[BEGIN THE DATA]

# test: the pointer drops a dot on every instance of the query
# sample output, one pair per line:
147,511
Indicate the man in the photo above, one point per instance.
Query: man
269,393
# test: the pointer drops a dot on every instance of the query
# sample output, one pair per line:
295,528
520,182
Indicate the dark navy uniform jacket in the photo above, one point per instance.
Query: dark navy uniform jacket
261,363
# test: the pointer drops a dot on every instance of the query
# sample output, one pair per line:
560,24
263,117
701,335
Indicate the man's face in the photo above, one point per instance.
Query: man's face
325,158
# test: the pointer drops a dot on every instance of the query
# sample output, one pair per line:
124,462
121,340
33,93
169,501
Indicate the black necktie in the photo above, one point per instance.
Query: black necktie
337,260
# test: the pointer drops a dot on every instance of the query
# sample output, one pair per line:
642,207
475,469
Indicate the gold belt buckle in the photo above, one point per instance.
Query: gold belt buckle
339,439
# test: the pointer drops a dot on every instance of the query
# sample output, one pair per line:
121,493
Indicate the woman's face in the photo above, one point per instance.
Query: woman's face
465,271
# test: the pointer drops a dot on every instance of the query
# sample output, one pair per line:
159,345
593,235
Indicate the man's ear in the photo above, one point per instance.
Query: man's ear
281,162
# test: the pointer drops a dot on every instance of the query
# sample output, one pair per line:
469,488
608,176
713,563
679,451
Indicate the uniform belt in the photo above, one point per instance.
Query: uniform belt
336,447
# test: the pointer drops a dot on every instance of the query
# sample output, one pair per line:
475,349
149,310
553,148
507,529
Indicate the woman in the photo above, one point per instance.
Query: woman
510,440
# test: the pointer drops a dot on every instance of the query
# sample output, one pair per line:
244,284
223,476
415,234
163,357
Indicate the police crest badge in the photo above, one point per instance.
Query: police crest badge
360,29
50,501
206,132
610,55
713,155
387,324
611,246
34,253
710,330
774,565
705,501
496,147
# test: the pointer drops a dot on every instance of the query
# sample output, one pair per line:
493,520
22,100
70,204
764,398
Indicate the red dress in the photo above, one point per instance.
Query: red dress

[END THE DATA]

Would you write down every record again, exactly?

-- FINISHED ANSWER --
# test: the pointer drops a dot on every instance of the query
# sample output, one pair per line:
147,511
Indicate the man in the photo above, one point per instance.
Query: man
269,393
# test: the pointer drops a dot on every instance of the query
# sample output, one pair per line:
295,528
520,182
Indicate the dark navy uniform jacket in the photo above, one point per instance.
Query: dark navy uniform jacket
261,363
# test: the pointer drops a dot on every instance of the query
# sample output, one pair per line:
560,24
263,117
701,335
Indicate the man's face in the photo above, one point per instance.
Query: man's face
325,158
# test: the pointer drops a dot on every instance of the query
# sample output, one pair per line:
124,462
121,340
33,93
169,501
Indicate the black necktie in the photo above, one point per instance.
Query: black necktie
337,260
# test: the pointer drops a dot on every instance of the query
# sample output, one pair per line:
642,207
475,469
Indicate the gold belt buckle in the photo above, one point per instance.
Query: gold belt buckle
339,439
# test: the pointer drops a dot on every instance of the query
# sample output, one pair per line:
121,493
Indicate the woman's face in the photo above, one point per instance.
Query: woman's face
465,271
# test: the pointer drops a dot on every instance of the query
# sample output, one pair per line:
159,345
593,235
Indicate the man's ear in the photo above, one point per instance.
Query: man's ear
281,162
# test: the pointer drops a dot on every instance of the query
# sample output, one pair per line:
469,488
608,176
713,563
679,451
Indicate the uniform belt in the photo above, one point per instance.
Query: uniform belt
336,447
# test: the pointer drops a dot on every instance of the query
# sample output, one pair per line:
475,349
149,310
553,148
507,529
Indicate the woman in the photo above, one point per instance.
Query: woman
510,440
# test: the pointer drops a dot on every instance of the query
# sample output, one pair per line:
244,284
223,476
415,234
163,357
Indicate the police crest badge in the photo above, one point per instance.
Query: police crest badge
360,29
50,501
206,132
610,55
713,155
387,324
611,246
34,253
710,330
774,565
705,501
496,147
# test: the pointer drops a dot on every instance of the query
# sample output, one pair per line:
493,520
22,100
70,204
764,398
Indicate the red dress in the photo above, one point per instance.
Query: red dress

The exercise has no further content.